- Aim -
Output, without any alteration, the lines of the data starting at the line that contains "find the branch" and ending at the final line of the data, both ends included.

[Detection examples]

============================================================

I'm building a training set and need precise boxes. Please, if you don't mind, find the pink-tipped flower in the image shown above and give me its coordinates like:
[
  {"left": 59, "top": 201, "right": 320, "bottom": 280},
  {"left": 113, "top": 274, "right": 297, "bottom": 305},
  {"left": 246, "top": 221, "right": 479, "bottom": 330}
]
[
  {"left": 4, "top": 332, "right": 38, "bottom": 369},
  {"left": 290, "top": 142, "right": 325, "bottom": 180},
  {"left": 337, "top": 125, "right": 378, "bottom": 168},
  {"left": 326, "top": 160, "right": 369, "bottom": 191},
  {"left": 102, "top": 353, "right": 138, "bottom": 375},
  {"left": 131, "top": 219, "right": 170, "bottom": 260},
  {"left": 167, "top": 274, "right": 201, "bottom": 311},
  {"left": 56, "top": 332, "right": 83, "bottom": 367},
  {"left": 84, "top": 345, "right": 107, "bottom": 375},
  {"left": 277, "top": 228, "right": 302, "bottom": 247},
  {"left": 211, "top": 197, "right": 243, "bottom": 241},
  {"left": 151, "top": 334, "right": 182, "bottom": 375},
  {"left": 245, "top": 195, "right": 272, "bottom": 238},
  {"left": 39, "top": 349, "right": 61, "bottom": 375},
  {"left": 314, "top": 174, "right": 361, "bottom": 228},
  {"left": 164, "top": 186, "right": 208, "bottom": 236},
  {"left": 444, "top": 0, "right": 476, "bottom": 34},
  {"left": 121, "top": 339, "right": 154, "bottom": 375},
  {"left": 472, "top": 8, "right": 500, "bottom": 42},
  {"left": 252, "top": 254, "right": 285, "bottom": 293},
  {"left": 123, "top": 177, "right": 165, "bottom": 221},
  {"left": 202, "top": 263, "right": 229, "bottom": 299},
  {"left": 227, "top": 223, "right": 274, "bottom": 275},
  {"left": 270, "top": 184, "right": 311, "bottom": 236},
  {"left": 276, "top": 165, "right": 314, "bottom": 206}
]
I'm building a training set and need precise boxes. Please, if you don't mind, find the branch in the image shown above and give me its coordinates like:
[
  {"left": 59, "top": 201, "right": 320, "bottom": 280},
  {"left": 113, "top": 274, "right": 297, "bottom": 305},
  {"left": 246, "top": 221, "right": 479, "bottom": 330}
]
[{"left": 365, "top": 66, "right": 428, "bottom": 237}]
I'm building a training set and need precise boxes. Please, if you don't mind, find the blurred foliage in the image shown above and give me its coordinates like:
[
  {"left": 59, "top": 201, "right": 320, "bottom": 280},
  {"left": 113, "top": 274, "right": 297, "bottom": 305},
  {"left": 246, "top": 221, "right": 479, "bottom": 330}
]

============================================================

- Exercise output -
I'm building a training set and need precise boxes. Please, if you don't mind, find the branch in the image shown above and give me its coordinates like:
[
  {"left": 59, "top": 201, "right": 320, "bottom": 280},
  {"left": 113, "top": 274, "right": 297, "bottom": 305},
  {"left": 246, "top": 221, "right": 479, "bottom": 330}
]
[{"left": 365, "top": 66, "right": 428, "bottom": 237}]
I'm building a training set and need precise boxes. Please, if you don't mind, find the blurred foliage in the image shown above and give me its coordinates like:
[
  {"left": 59, "top": 201, "right": 320, "bottom": 280},
  {"left": 113, "top": 274, "right": 297, "bottom": 305},
  {"left": 246, "top": 221, "right": 479, "bottom": 330}
]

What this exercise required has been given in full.